(Data to examine)

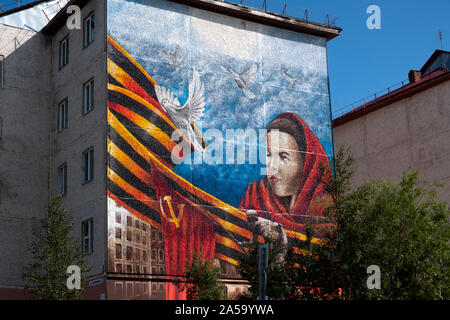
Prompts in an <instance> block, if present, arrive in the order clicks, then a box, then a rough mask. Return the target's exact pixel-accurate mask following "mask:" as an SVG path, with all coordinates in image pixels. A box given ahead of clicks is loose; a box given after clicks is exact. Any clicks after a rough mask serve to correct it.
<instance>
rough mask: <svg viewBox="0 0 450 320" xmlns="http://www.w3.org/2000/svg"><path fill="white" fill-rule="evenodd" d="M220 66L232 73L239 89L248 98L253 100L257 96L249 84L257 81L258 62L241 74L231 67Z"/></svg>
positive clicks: (231, 73)
mask: <svg viewBox="0 0 450 320" xmlns="http://www.w3.org/2000/svg"><path fill="white" fill-rule="evenodd" d="M220 68H221V69H222V70H223V71H225V72H228V73H230V74H231V77H232V78H233V80H234V81H235V82H236V84H237V86H238V88H239V89H241V90H242V93H243V94H244V96H245V97H247V99H250V100H253V99H255V98H256V96H255V94H254V93H253V92H251V91H250V89H249V88H248V86H249V85H250V84H252V83H253V82H254V81H255V77H256V71H257V70H258V64H257V63H254V64H253V65H251V66H250V67H249V68H248V69H246V70H245V71H244V72H242V73H241V74H238V73H237V72H236V71H234V70H233V69H231V68H227V67H224V66H220Z"/></svg>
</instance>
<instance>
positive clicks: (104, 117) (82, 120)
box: [50, 0, 106, 276]
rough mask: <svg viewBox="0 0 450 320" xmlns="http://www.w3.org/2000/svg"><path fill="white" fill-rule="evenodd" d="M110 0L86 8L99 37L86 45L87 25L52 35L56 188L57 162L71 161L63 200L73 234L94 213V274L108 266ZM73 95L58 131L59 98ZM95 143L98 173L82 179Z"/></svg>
mask: <svg viewBox="0 0 450 320" xmlns="http://www.w3.org/2000/svg"><path fill="white" fill-rule="evenodd" d="M104 6H105V3H104V1H102V0H95V1H90V2H89V3H88V4H87V5H86V6H85V7H83V8H82V9H81V16H82V19H83V20H84V18H85V17H87V16H88V15H89V14H90V13H92V12H93V13H94V14H95V31H94V33H95V35H94V41H93V42H92V43H91V44H89V45H88V46H87V47H86V48H83V30H69V29H67V28H66V26H63V27H62V28H61V29H60V30H59V31H58V32H57V33H56V34H55V35H54V36H52V57H53V59H52V66H51V69H52V73H53V88H54V90H53V95H52V107H51V119H52V121H51V153H52V158H51V161H52V162H51V165H50V167H51V174H50V177H51V181H50V190H51V194H54V193H56V184H57V168H58V167H59V166H60V165H61V164H63V163H67V181H68V182H67V194H66V195H65V196H64V197H63V205H64V206H65V207H66V208H67V209H68V210H69V211H70V212H71V213H72V215H73V216H74V218H75V219H74V222H75V228H74V236H76V237H79V236H80V235H81V222H82V221H84V220H86V219H89V218H91V217H92V218H93V220H94V245H93V253H92V254H89V255H87V256H86V257H87V262H88V264H89V266H90V267H91V271H90V272H89V275H92V276H94V275H98V274H102V273H103V272H104V271H105V270H106V265H105V261H106V251H105V250H106V249H105V248H106V182H105V178H106V168H105V163H106V161H105V159H106V49H105V48H106V45H105V43H106V29H105V27H106V23H105V19H106V17H105V7H104ZM67 35H68V36H69V63H68V64H67V65H66V66H64V67H63V68H62V69H61V70H58V69H59V65H58V57H59V42H60V41H61V40H62V39H63V38H64V37H66V36H67ZM91 78H94V109H93V110H92V111H91V112H89V113H87V114H85V115H83V104H82V102H83V84H84V83H86V82H87V81H88V80H90V79H91ZM66 97H67V98H68V124H67V128H66V129H64V130H62V131H61V132H58V131H57V116H58V112H57V111H58V103H59V102H60V101H61V100H63V99H64V98H66ZM90 147H93V148H94V179H93V180H92V181H91V182H88V183H85V184H83V183H82V153H83V152H84V151H85V150H86V149H88V148H90Z"/></svg>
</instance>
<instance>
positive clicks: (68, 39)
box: [59, 36, 69, 69]
mask: <svg viewBox="0 0 450 320" xmlns="http://www.w3.org/2000/svg"><path fill="white" fill-rule="evenodd" d="M68 63H69V36H66V37H65V38H64V39H62V40H61V41H60V42H59V69H61V68H63V67H64V66H65V65H67V64H68Z"/></svg>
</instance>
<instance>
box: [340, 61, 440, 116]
mask: <svg viewBox="0 0 450 320" xmlns="http://www.w3.org/2000/svg"><path fill="white" fill-rule="evenodd" d="M440 70H442V71H443V72H444V73H447V72H449V69H448V68H447V66H445V65H444V67H443V68H441V69H440ZM436 71H437V70H436ZM436 71H434V72H432V73H430V74H428V75H426V76H423V77H422V78H420V81H417V83H418V82H423V81H427V80H430V79H431V78H433V77H435V76H436V74H435V72H436ZM410 84H411V85H412V86H414V84H415V82H413V83H410V81H409V80H403V81H400V82H398V83H396V84H393V85H391V86H389V87H388V88H386V89H383V90H380V91H378V92H375V93H374V94H372V95H370V96H367V97H365V98H362V99H360V100H358V101H356V102H353V103H351V104H349V105H347V106H345V107H343V108H339V109H338V110H334V111H333V114H332V118H333V119H336V118H338V117H340V116H342V115H344V114H347V113H351V112H353V111H355V110H356V109H358V108H361V107H363V108H362V109H364V108H365V107H367V106H368V105H370V104H372V103H374V102H377V101H379V100H382V99H384V98H385V95H387V94H390V93H393V92H395V91H396V90H398V89H401V88H403V87H404V86H407V85H410Z"/></svg>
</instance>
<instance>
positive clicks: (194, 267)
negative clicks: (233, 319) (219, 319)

(End Data to examine)

> [Work instruction] Output the full material exactly as given, without its pictures.

> [Your solution]
Prompts in an <instance> block, if present, arrive in the order clicks, then a box, then a rough mask. Return the target's exact pixel-accurate mask following "mask:" as an SVG path, with all coordinates in image pixels. A box given ahead of clicks is loose; a box given after clicks is exact. Any clicks after a rough mask serve to correct it.
<instance>
rough mask: <svg viewBox="0 0 450 320" xmlns="http://www.w3.org/2000/svg"><path fill="white" fill-rule="evenodd" d="M220 66L232 73L239 89L248 98L253 100L257 96L249 84L257 81L258 62L241 74L231 67Z"/></svg>
positive clicks: (231, 73)
mask: <svg viewBox="0 0 450 320" xmlns="http://www.w3.org/2000/svg"><path fill="white" fill-rule="evenodd" d="M220 68H221V69H222V70H223V71H225V72H228V73H230V74H231V77H232V78H233V80H234V81H235V82H236V84H237V86H238V88H239V89H241V90H242V93H243V94H244V96H245V97H247V99H250V100H253V99H255V98H256V96H255V94H254V93H253V92H251V91H250V89H249V88H248V86H249V85H250V84H252V83H253V82H254V81H255V77H256V71H257V70H258V64H257V63H254V64H253V65H251V66H250V67H249V68H248V69H246V70H245V71H244V72H242V73H241V74H238V73H237V72H236V71H234V70H233V69H231V68H227V67H224V66H220Z"/></svg>
</instance>
<instance>
positive clicks: (104, 117) (82, 120)
box: [50, 0, 106, 276]
rough mask: <svg viewBox="0 0 450 320" xmlns="http://www.w3.org/2000/svg"><path fill="white" fill-rule="evenodd" d="M110 0L86 8L99 37L86 45L87 25L52 35L56 188L57 162L71 161L63 200L73 234L94 213V274L108 266ZM73 95L58 131L59 98ZM95 143L98 173L82 179Z"/></svg>
mask: <svg viewBox="0 0 450 320" xmlns="http://www.w3.org/2000/svg"><path fill="white" fill-rule="evenodd" d="M104 6H105V3H104V1H102V0H95V1H90V2H89V3H88V4H87V5H86V6H85V7H83V8H82V9H81V16H82V19H83V20H84V18H85V17H87V16H88V15H89V14H90V13H92V12H93V13H94V14H95V31H94V33H95V35H94V41H93V42H92V43H91V44H89V45H88V46H87V47H86V48H83V30H69V29H67V28H66V26H63V27H62V28H61V29H60V30H59V31H58V32H57V33H56V34H55V35H54V36H52V57H53V59H52V66H51V69H52V73H53V88H54V90H53V95H52V107H51V119H52V121H51V153H52V158H51V161H52V162H51V165H50V167H51V174H50V177H51V181H50V190H51V194H54V193H56V184H57V168H58V167H59V166H60V165H61V164H63V163H67V181H68V182H67V194H66V195H65V196H64V197H63V205H64V206H65V207H66V208H67V209H68V210H69V211H70V212H71V213H72V215H73V216H74V218H75V219H74V222H75V228H74V236H76V237H79V236H80V235H81V222H82V221H84V220H86V219H89V218H91V217H92V218H93V220H94V245H93V253H92V254H89V255H87V256H86V257H87V262H88V264H89V266H90V267H91V271H90V272H89V275H92V276H94V275H98V274H102V273H103V272H104V271H105V270H106V265H105V261H106V251H105V250H106V249H105V248H106V182H105V178H106V168H105V163H106V161H105V159H106V49H105V48H106V45H105V43H106V29H105V27H106V23H105V19H106V17H105V7H104ZM67 35H68V36H69V63H68V64H67V65H66V66H64V67H63V68H62V69H61V70H58V69H59V65H58V57H59V42H60V41H61V40H62V39H63V38H64V37H66V36H67ZM91 78H94V109H93V110H92V111H91V112H89V113H87V114H85V115H83V104H82V102H83V84H84V83H86V82H87V81H88V80H90V79H91ZM66 97H67V98H68V124H67V128H66V129H64V130H62V131H61V132H58V131H57V116H58V112H57V111H58V103H59V102H60V101H61V100H63V99H64V98H66ZM90 147H93V148H94V179H93V180H92V181H91V182H88V183H85V184H83V183H82V153H83V152H84V151H85V150H86V149H88V148H90Z"/></svg>
</instance>
<instance>
positive clicks: (68, 39)
box: [59, 36, 69, 69]
mask: <svg viewBox="0 0 450 320" xmlns="http://www.w3.org/2000/svg"><path fill="white" fill-rule="evenodd" d="M68 63H69V36H66V37H65V38H64V39H62V40H61V41H60V42H59V69H61V68H63V67H64V66H65V65H67V64H68Z"/></svg>
</instance>
<instance>
box: [340, 61, 440, 116]
mask: <svg viewBox="0 0 450 320" xmlns="http://www.w3.org/2000/svg"><path fill="white" fill-rule="evenodd" d="M440 70H442V71H443V72H444V73H447V72H449V69H448V68H447V66H445V65H444V67H443V68H441V69H440ZM436 71H437V70H436ZM436 71H434V72H432V73H430V74H428V75H426V76H423V77H422V78H420V81H417V83H418V82H423V81H427V80H430V79H431V78H433V77H435V76H436V74H435V72H436ZM410 84H411V85H412V86H414V84H415V82H413V83H410V81H409V80H403V81H400V82H398V83H396V84H393V85H391V86H389V87H388V88H386V89H383V90H380V91H378V92H375V93H374V94H372V95H370V96H367V97H365V98H362V99H360V100H358V101H356V102H353V103H351V104H349V105H347V106H345V107H343V108H339V109H338V110H334V111H333V114H332V118H333V119H336V118H338V117H340V116H342V115H344V114H347V113H351V112H353V111H355V110H356V109H358V108H361V107H363V108H362V109H364V108H365V107H367V106H368V105H370V104H372V103H374V102H377V101H379V100H382V99H384V98H385V95H387V94H390V93H393V92H395V91H396V90H398V89H401V88H403V87H404V86H407V85H410Z"/></svg>
</instance>
<instance>
positive clicks: (194, 267)
negative clicks: (233, 319) (219, 319)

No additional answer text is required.